Task input =
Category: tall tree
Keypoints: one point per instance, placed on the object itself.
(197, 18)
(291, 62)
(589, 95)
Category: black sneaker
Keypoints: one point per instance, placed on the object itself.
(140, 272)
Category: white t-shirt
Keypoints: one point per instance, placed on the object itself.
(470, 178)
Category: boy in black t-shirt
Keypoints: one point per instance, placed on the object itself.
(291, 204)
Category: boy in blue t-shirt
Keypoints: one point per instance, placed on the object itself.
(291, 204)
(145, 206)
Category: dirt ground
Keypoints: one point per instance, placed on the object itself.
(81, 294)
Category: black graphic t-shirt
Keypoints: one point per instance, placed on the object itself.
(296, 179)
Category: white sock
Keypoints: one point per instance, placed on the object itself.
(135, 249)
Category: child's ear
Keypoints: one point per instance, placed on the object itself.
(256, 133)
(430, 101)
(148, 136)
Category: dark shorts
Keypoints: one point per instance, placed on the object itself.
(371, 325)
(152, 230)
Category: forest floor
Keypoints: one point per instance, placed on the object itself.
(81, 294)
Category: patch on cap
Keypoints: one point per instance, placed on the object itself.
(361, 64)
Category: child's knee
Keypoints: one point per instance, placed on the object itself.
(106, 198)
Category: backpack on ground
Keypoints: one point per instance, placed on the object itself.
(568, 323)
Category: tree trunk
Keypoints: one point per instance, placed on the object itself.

The task = Reproduce each entry above exactly, keeping every word.

Written answer =
Category: tall tree
Keypoints: one point per instance, placed on the object itself.
(197, 18)
(291, 62)
(589, 95)
Category: black sneaker
Keypoints: one point per instance, placed on the object itself.
(140, 272)
Category: white t-shirt
Keypoints: one point per instance, placed on the object itself.
(470, 178)
Category: boy in black t-shirt
Keypoints: one point per instance, placed on the object itself.
(291, 204)
Category: boy in blue t-shirt
Keypoints: one point per instance, placed on the object itself.
(291, 204)
(145, 206)
Category: dirt ground
Keypoints: one point per instance, placed on the object itself.
(81, 294)
Category: black graphic t-shirt
Keypoints: one point per instance, placed on the object itself.
(296, 179)
Category: white sock
Keypoints: one point per instance, placed on the object itself.
(135, 249)
Category: child's ear
Keypoints: one point per instance, placed on the object itself.
(256, 133)
(430, 101)
(148, 136)
Category: dark shorts
Keypoints: one point per instance, placed on the object itself.
(371, 325)
(152, 230)
Category: forest floor
Keypoints: one point per instance, placed on the object itself.
(81, 294)
Category: patch on cap
Keypoints: one point per instance, placed on the object itself.
(361, 64)
Category: child's knee
Keypoints: one point per instance, placed on the object itself.
(106, 198)
Category: backpack on ground
Keypoints: one point per instance, placed on the object itself.
(568, 323)
Category: tree trunk
Keypoints: one point per instance, placed on the object itself.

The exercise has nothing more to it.